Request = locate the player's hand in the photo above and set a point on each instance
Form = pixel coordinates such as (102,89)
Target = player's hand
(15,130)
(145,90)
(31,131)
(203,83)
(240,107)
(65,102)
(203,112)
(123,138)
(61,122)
--
### Problem requirements
The full set of entries must be printed again without any alteration.

### Response area
Request = locate the player's hand in the photo above and set a point on each instance
Form = pixel coordinates such as (102,89)
Target = player's hand
(15,130)
(145,90)
(31,131)
(203,83)
(240,107)
(65,102)
(203,112)
(123,138)
(61,122)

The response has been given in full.